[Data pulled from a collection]
---
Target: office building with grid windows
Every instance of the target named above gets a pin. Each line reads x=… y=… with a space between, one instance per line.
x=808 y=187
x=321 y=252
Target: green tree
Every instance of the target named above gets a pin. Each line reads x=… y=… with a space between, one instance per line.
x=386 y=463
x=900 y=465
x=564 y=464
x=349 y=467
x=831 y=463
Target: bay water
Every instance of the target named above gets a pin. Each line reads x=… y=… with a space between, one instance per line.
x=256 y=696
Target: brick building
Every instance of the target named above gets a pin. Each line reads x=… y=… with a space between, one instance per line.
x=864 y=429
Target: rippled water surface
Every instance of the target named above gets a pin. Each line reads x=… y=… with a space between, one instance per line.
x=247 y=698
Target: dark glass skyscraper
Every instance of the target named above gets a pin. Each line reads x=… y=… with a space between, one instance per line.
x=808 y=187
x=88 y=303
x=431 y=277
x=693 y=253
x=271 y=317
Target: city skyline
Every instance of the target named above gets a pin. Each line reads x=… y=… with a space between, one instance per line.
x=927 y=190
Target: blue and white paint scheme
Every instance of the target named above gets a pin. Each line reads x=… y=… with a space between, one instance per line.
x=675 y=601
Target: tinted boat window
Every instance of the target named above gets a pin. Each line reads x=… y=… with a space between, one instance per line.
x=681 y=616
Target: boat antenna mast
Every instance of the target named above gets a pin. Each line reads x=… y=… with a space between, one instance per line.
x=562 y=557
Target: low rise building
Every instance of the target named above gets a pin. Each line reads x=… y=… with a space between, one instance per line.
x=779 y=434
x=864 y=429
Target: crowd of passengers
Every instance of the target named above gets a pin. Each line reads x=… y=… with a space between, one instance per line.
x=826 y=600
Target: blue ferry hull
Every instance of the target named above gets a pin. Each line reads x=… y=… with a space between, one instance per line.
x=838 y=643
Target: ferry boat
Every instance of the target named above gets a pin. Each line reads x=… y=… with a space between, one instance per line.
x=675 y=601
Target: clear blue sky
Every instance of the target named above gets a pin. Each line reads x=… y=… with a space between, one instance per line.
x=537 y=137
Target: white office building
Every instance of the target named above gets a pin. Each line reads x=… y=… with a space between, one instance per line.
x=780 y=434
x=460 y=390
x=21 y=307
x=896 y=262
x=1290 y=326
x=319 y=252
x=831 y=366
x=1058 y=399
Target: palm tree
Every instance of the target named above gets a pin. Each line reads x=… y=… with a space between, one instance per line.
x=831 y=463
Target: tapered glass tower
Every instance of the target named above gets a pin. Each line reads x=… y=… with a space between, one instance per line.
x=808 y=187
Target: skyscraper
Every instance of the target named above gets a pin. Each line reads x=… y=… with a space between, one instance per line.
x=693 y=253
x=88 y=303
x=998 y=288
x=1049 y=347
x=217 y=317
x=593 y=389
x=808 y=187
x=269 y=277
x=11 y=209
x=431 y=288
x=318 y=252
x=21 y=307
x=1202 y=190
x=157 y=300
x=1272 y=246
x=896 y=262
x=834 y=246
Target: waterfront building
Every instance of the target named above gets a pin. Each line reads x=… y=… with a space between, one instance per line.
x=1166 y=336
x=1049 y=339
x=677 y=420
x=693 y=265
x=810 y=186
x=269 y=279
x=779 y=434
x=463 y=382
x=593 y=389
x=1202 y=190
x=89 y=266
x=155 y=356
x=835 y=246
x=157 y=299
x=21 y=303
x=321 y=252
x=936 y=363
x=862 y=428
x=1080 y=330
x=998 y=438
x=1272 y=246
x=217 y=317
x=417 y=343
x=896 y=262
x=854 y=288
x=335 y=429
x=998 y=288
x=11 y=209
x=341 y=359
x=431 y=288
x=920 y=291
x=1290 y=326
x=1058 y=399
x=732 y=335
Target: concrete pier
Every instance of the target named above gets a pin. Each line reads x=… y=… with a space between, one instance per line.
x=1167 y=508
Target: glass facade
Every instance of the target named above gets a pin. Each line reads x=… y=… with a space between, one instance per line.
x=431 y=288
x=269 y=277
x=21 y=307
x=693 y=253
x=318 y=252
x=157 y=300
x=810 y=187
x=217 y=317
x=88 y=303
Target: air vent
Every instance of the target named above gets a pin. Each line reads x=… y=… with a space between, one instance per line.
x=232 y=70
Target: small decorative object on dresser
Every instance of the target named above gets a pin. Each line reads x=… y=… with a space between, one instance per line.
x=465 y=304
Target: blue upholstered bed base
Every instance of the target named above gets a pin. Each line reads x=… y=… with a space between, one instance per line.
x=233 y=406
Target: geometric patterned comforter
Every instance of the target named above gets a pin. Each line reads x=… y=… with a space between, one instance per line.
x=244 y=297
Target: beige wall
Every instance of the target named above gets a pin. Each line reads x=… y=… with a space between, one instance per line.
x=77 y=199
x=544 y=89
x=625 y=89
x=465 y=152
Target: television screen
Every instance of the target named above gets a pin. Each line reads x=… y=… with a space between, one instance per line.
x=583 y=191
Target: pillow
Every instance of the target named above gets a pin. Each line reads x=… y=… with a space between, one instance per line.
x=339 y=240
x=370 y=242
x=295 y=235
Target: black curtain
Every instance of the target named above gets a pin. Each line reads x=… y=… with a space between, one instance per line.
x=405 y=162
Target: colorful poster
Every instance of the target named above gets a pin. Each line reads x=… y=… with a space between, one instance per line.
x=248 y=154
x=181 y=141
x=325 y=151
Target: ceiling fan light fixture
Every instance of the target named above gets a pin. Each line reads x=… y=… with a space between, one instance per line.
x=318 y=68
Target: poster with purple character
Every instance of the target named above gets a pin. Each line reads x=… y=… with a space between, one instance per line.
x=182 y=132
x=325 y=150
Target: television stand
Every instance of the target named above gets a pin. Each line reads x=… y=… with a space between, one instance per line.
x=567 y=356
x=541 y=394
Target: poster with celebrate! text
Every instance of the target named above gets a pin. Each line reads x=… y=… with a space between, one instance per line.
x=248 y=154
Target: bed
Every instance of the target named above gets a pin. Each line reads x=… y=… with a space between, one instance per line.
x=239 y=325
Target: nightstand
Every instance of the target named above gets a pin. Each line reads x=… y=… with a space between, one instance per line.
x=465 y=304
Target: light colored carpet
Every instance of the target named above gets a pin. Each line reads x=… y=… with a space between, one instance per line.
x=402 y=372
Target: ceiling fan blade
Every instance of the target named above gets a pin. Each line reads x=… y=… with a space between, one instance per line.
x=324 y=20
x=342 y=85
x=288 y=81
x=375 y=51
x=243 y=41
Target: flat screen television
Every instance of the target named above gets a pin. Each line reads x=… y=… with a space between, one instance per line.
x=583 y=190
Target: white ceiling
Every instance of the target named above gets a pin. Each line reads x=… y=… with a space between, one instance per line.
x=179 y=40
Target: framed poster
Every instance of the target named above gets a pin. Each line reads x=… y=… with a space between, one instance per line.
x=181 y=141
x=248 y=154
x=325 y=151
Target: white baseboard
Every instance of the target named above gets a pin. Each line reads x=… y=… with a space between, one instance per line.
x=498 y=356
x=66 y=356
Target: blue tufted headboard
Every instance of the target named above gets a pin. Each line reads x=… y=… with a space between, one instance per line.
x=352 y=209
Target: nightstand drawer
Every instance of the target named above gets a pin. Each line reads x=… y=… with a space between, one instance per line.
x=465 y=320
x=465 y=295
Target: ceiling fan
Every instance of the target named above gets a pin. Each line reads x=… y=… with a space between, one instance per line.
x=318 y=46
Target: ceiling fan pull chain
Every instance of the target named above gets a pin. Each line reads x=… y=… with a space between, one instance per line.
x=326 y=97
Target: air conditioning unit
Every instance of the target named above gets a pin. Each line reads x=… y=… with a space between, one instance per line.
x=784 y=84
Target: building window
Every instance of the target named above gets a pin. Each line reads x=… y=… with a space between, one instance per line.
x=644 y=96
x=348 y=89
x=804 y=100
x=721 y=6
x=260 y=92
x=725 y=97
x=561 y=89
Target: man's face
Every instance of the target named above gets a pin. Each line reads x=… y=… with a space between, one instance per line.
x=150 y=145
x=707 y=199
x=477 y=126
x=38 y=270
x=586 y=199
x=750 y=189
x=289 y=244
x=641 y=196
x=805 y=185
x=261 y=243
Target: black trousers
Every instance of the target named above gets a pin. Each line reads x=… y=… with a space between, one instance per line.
---
Problem description:
Output as a JSON list of strings, one per line with blank lines omitted, everything in the listing from the line containing "Target: brick building" down to the line containing "x=247 y=698".

Task response:
[
  "Target: brick building",
  "Every instance of the target named above gets a pin. Each line reads x=… y=… with a space between, one instance per line.",
  "x=864 y=429",
  "Target: rippled water surface",
  "Every instance of the target named above gets a pin. Each line reads x=… y=… with a space between, one instance per line.",
  "x=247 y=698"
]